**DIRECTIONS**
Locate every line below that contains the word "head" and copy it.

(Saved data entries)
──────────────────────────────

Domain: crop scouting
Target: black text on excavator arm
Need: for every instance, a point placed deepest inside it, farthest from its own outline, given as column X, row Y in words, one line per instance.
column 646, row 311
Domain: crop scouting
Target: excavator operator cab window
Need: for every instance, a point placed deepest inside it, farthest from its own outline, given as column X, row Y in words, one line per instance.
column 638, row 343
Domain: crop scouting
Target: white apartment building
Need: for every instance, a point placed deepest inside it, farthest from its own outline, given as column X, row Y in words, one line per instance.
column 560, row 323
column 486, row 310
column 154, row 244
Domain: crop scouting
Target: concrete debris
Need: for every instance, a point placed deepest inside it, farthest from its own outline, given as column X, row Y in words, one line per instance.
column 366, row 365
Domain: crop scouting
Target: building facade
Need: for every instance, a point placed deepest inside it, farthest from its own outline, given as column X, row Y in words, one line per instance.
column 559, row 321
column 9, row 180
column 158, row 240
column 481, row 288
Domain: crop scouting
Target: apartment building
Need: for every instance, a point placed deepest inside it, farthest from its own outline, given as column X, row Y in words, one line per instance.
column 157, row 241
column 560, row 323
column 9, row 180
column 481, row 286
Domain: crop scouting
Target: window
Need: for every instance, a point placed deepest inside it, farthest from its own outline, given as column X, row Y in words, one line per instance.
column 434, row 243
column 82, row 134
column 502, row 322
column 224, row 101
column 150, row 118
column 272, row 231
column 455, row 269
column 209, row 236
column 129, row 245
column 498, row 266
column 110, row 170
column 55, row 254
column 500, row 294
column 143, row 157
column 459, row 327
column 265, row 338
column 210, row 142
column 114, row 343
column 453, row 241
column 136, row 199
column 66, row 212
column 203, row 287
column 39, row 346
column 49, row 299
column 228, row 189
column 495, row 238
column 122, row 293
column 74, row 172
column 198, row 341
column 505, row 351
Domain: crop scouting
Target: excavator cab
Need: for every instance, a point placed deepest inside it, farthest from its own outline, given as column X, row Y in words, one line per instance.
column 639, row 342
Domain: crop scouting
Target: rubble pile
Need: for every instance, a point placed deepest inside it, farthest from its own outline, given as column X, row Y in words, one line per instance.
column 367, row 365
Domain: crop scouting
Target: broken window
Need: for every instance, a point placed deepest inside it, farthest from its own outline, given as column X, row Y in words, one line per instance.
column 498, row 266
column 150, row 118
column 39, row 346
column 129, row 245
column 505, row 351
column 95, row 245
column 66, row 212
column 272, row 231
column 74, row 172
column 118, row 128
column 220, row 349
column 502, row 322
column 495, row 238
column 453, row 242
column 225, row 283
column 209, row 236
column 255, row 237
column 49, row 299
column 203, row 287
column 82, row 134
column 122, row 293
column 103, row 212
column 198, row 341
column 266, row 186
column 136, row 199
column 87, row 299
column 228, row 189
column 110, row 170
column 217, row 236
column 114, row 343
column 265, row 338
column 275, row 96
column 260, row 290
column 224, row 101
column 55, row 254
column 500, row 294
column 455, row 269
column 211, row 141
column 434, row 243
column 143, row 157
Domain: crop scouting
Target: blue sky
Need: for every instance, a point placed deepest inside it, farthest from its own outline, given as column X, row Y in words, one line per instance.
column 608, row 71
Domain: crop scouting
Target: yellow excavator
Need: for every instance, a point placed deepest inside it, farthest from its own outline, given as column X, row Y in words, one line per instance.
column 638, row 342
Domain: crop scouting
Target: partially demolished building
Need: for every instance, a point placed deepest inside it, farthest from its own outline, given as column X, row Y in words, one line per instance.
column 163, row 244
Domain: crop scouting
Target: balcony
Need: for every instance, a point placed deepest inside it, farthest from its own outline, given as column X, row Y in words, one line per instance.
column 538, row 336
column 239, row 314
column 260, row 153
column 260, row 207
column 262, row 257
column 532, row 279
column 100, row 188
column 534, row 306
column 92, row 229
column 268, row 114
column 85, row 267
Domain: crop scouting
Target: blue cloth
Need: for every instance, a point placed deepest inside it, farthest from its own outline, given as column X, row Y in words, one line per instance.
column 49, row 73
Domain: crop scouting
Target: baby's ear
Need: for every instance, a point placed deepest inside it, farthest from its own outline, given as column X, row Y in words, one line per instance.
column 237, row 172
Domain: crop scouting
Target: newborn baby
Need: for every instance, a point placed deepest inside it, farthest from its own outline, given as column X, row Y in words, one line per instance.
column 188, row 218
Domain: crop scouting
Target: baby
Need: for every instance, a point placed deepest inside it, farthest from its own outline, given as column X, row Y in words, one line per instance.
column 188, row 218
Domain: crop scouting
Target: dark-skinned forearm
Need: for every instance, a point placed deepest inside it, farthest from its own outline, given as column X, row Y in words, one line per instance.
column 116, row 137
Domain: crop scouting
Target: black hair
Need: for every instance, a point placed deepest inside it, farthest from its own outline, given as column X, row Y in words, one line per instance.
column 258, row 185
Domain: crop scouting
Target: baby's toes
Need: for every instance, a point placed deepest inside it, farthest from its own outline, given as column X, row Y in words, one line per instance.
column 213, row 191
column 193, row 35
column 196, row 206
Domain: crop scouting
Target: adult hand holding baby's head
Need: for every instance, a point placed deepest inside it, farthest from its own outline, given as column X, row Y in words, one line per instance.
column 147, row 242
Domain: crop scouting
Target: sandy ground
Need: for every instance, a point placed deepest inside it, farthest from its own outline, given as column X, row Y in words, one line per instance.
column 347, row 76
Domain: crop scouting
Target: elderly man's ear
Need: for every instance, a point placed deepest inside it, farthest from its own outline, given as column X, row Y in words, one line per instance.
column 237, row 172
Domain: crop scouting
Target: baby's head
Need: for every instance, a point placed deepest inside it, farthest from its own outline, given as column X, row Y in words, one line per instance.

──────────────────────────────

**OUTPUT FOR THIS EXERCISE**
Target: adult hand holding baby's head
Target: baby's head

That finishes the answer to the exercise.